**Task description:** Retype each record shown below, leaving every character as it is.

==== Information supplied ====

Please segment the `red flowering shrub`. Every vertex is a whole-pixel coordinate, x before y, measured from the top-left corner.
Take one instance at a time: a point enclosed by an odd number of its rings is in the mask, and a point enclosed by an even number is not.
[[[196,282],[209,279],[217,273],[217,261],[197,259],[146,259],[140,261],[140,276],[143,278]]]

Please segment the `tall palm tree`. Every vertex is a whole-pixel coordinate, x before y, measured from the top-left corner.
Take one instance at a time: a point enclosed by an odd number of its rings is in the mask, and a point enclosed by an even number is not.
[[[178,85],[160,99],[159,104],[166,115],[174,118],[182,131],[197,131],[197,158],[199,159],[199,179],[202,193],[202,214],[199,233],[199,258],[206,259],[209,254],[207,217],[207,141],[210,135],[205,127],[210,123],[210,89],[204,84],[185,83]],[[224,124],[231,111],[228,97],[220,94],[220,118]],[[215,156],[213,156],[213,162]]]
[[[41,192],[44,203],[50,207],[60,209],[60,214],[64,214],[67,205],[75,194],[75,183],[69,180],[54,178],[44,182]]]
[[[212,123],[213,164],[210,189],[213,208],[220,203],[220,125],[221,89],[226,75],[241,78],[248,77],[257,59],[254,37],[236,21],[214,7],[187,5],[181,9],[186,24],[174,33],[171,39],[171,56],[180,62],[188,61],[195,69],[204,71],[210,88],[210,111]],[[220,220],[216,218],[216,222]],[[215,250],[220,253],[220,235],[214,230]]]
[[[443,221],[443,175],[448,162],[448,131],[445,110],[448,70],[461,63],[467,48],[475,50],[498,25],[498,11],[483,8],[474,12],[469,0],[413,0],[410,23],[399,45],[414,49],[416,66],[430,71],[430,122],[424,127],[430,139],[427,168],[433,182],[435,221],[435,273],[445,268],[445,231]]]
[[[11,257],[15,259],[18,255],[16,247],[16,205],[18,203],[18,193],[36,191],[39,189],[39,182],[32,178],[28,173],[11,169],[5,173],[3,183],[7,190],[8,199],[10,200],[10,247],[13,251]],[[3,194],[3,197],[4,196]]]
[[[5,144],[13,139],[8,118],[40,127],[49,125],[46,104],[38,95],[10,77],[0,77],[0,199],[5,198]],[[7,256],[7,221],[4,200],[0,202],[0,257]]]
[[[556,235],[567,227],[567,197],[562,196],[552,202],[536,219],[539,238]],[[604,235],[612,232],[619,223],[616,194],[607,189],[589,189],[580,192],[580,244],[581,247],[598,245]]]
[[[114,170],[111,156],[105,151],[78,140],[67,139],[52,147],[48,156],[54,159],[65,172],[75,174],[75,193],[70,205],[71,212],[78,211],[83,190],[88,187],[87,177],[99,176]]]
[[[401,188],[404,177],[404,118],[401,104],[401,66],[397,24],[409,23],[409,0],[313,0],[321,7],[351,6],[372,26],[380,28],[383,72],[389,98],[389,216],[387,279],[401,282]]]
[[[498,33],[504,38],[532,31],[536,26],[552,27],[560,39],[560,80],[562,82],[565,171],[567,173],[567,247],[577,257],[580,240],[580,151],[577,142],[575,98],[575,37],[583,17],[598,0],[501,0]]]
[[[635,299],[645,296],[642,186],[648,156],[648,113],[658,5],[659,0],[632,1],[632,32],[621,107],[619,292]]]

====

**Answer in full:**
Please segment the `red flowering shrub`. Every vertex is a whole-pixel coordinate, x before y, measured from the top-left corner.
Take one instance at a time: a point enclosed by an odd number of its rings is in the mask, and a point enclosed by an even number is not.
[[[196,282],[209,279],[217,273],[217,261],[197,259],[146,259],[140,261],[140,276],[143,278]]]

Please segment the `tall palm tree`. Every vertex is a whole-pixel coordinate, x before y, measured from the top-left corner.
Take one instance at a time: a point enclosed by an odd number of its rings is in the mask, and a point enclosed by an even number is not.
[[[178,85],[160,99],[159,104],[166,115],[174,118],[182,131],[197,131],[197,158],[199,159],[199,179],[202,193],[202,214],[199,233],[199,258],[206,259],[209,254],[207,217],[207,141],[210,135],[205,127],[210,123],[210,89],[204,84],[185,83]],[[224,124],[231,111],[228,97],[220,94],[220,118]],[[215,156],[213,156],[213,162]]]
[[[41,192],[44,203],[50,207],[60,209],[60,214],[64,214],[67,205],[75,194],[75,183],[69,180],[54,178],[44,182]]]
[[[212,123],[213,164],[210,189],[213,208],[220,203],[220,125],[221,89],[226,75],[241,78],[248,77],[257,59],[254,37],[236,21],[214,7],[187,5],[181,9],[186,24],[174,33],[171,39],[171,56],[180,62],[188,61],[195,69],[204,71],[210,88],[210,111]],[[220,220],[216,218],[216,222]],[[215,250],[220,253],[220,235],[214,230]]]
[[[443,221],[443,175],[448,162],[448,131],[445,110],[448,70],[461,63],[467,48],[475,50],[498,25],[498,11],[483,8],[474,12],[469,0],[413,0],[410,23],[399,45],[414,49],[416,66],[430,71],[430,122],[424,127],[430,139],[427,168],[433,182],[435,221],[435,273],[445,268],[445,231]]]
[[[11,257],[15,259],[18,255],[16,247],[16,205],[18,203],[18,193],[36,191],[39,189],[39,182],[32,178],[28,173],[11,169],[5,173],[3,183],[7,190],[8,199],[10,200],[10,247],[13,251]],[[3,194],[3,197],[4,196]]]
[[[5,144],[13,139],[8,118],[40,127],[49,125],[46,104],[38,95],[10,77],[0,77],[0,199],[5,198]],[[7,256],[7,221],[4,200],[0,202],[0,257]]]
[[[556,235],[567,227],[567,197],[562,196],[552,202],[536,219],[539,238]],[[604,235],[612,232],[619,223],[616,194],[607,189],[589,189],[580,192],[580,244],[581,247],[598,245]]]
[[[114,170],[111,156],[105,151],[78,140],[67,139],[52,147],[48,156],[54,159],[65,172],[75,174],[75,193],[70,205],[71,212],[78,211],[83,190],[88,187],[87,177],[99,176]]]
[[[401,188],[404,177],[404,118],[401,104],[401,66],[397,24],[409,23],[409,0],[313,0],[321,7],[351,6],[372,26],[380,28],[383,72],[389,98],[389,216],[387,279],[401,282]]]
[[[498,33],[504,38],[532,31],[536,26],[552,27],[560,39],[560,80],[562,82],[565,171],[567,173],[567,247],[577,257],[580,240],[580,151],[577,142],[575,98],[575,37],[583,17],[598,0],[501,0]]]
[[[635,299],[645,296],[642,186],[648,156],[648,113],[658,5],[659,0],[632,1],[632,32],[621,107],[619,292]]]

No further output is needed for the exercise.